A posteriori error estimation for quasilinear singularly perturbed problems with integral boundary condition

Abstract

We consider a quasilinear singularly perturbed parametrized problem with integral boundary condition. To solve the problem numerically, the discretization comprises of an implicit Euler scheme for the quasilinear problem and a composite right rectangle rule for the integral boundary condition. We establish a posteriori error estimate for the discrete problem that holds true uniformly in the small perturbation parameter. Further, we rectify the shortcomings of a posteriori error estimation in L.-B. Liu et al. (Numerical Algorithms 83:719–739, 2019) for a different class of problems. Numerical experiments are performed and results are reported for validation of the theoretical error estimates.

Appendix.: Proof of Theorem 3.1

In this appendix we provide the technical results to prove Theorem 3.1. We first give a general error estimate for scheme (3.5) based on which a number of a priori meshes for problem (1.1) can be constructed that can resolve the layer and produce parameter-uniform numerical approximation for problem (1.1). The following bound on the derivative of u proved in [19, Lemma 2.1] is required:

$$ \begin{array}{@{}rcl@{}} |{u^{\prime}(t)}| & \leq C\left\{1+\frac{1}{\varepsilon}e^{-\frac{\beta t}{\varepsilon}}\right\},~t\in\overline{J}. \end{array} $$

(A.1)

- - -

From the text on a posteriori error estimation for quasilinear singularly perturbed problems, reproduce verbatim the passage starting at "A posteriori error estimation for" and ending at "theoretical error estimates.".

Collected material:
- - -

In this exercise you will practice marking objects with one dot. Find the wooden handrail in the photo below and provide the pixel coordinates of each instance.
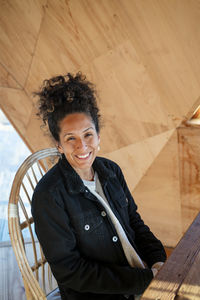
(179, 277)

- - -

Result of the task:
A posteriori error estimation for quasilinear singularly perturbed problems with integral boundary condition

Abstract

We consider a quasilinear singularly perturbed parametrized problem with integral boundary condition. To solve the problem numerically, the discretization comprises of an implicit Euler scheme for the quasilinear problem and a composite right rectangle rule for the integral boundary condition. We establish a posteriori error estimate for the discrete problem that holds true uniformly in the small perturbation parameter. Further, we rectify the shortcomings of a posteriori error estimation in L.-B. Liu et al. (Numerical Algorithms 83:719–739, 2019) for a different class of problems. Numerical experiments are performed and results are reported for validation of the theoretical error estimates.